===== Vorliegender Text =====
Die SPD will in eine neue Zeit.Bild: picture alliance/Michael Kappeler/dpa
Deutschland
Die SPD rückt nach links und riskiert eine
Zerreißrobe in der großen Koalition. Auf ihrem Parteitag forderten
die Sozialdemokraten in Berlin die perspektivische Überwindung der
Schuldenbremse und die Wiedereinführung der Vermögensteuer. Außerdem
beschlossen sie eine Abkehr von der Sozialagenda 2010 ihres früheren
Kanzlers Gerhard Schröder und von Hartz IV.
"Wir sind Aufbruch, wir
gehen in Richtung der neuen Zeit", sagte die neue Parteichefin Saskia
Esken am Sonntag vor den Delegierten. Die Union lehnte zentrale
Forderungen der SPD unmittelbar ab.
In den kommenden Tagen wollen Esken und Norbert Walter-Borjans,
die frisch gewählte SPD-Spitze, den Koalitionspartner zum
Kennenlernen treffen. Auch die Verhandlungen über Nachbesserungen am
Kurs der großen Koalition sollen rasch beginnen.
"Bei der SPD ist
neu, dass wir uns klar zu den Positionen der Sozialdemokratie bekannt
haben, über eine Denkweise aus einer Koalition hinaus", sagte
Walter-Borjans. Notfalls wollen die neuen SPD-Chefs die Koalition
mittelfristig verlassen.
Die wichtigsten Ergebnisse des SPD-Parteitags
- Walter-Borjans warb dafür, "dass wir die Schuldenbremse überwinden müssen". Staatliche Investitionen müssten möglich sein. "Das muss man auch mit Krediten machen können." Die Delegierten beschlossen die Forderung einer "perspektivischen" Überwindung.
=====
**Aufgabe 1:**
Fasse den Text über den SPD-Parteitag in zwei Sätzen zusammen.
**Aufgabe 2:**
Führe den Text über den SPD-Parteitag im Anschluss an seinen letzten Satz weiter.
Die Auflistung steht in keinem Zusammenhang mit dem Text über den SPD-Parteitag.
===== Bereitgestellte Daten =====
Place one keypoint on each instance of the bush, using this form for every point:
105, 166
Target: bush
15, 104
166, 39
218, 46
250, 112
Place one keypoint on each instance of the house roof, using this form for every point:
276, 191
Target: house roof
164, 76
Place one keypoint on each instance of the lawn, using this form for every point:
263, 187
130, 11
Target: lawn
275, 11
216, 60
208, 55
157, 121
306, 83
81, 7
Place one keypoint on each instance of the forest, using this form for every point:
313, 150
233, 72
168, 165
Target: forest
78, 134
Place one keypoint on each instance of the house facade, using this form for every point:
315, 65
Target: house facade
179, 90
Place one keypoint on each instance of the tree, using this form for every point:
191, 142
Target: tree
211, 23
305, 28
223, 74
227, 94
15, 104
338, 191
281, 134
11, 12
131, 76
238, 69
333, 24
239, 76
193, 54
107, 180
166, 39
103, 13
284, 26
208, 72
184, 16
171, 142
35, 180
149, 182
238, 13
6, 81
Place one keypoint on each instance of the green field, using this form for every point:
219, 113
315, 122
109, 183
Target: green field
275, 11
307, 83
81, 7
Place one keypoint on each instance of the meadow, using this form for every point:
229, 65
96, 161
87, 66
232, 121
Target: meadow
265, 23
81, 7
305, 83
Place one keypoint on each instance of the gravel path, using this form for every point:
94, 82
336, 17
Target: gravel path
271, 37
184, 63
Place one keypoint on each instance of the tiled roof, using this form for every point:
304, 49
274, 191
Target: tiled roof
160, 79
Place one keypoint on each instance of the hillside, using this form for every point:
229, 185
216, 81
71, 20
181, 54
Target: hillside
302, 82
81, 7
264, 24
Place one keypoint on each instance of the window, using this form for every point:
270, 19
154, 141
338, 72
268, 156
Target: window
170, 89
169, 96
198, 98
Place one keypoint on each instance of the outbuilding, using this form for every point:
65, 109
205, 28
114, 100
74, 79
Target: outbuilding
=====
**Ergebnis 1:**
Auf ihrem Parteitag in Berlin rückte die SPD nach links: Sie forderte die perspektivische Überwindung der Schuldenbremse und die Wiedereinführung der Vermögensteuer und beschloss eine Abkehr von der Sozialagenda 2010 und von Hartz IV. Die Union lehnte zentrale Forderungen sofort ab, während die neue Parteispitze aus Saskia Esken und Norbert Walter-Borjans den Koalitionspartner treffen, rasch über Nachbesserungen verhandeln und die Koalition notfalls mittelfristig verlassen will.

**Ergebnis 2:**
- Außerdem sollen alle, die mehr als zwei Millionen Euro Nettovermögen haben, eine Vermögensteuer von ein bis zwei Prozent zahlen.
- Nach monatelangen Vorbereitungen gab sich die SPD auf ihrem dreitägigen Parteitag zudem einmütig ein Konzept für einen "neuen Sozialstaat". (Mehr dazu lest ihr hier)"Wir wollen Hartz IV hinter uns lassen", sagte die rheinland-pfälzische Ministerpräsidentin Malu Dreyer.
- Arbeitslosengeld soll länger gewährt werden – statt höchstens 24 künftig bis zu 36 Monate.
- Statt Hartz IV soll es ein Bürgergeld mit weniger Sanktionsmöglichkeiten geben. Die Jobcenter sollen die monatlichen Leistungen nicht stärker als um 30 Prozent kürzen dürfen, das Existenzminium soll dabei gewahrt bleiben.
Arbeitsminister Hubertus Heil kündigte für Anfang 2020 ein Gesetz
zur Abmilderung der Hartz-Sanktionen an. Er erinnerte daran, dass die
SPD unter ihrer früheren Chefin Andrea Nahles die Arbeit am neuen
Sozialkurs begonnen habe: "Das ist ihr Vermächtnis."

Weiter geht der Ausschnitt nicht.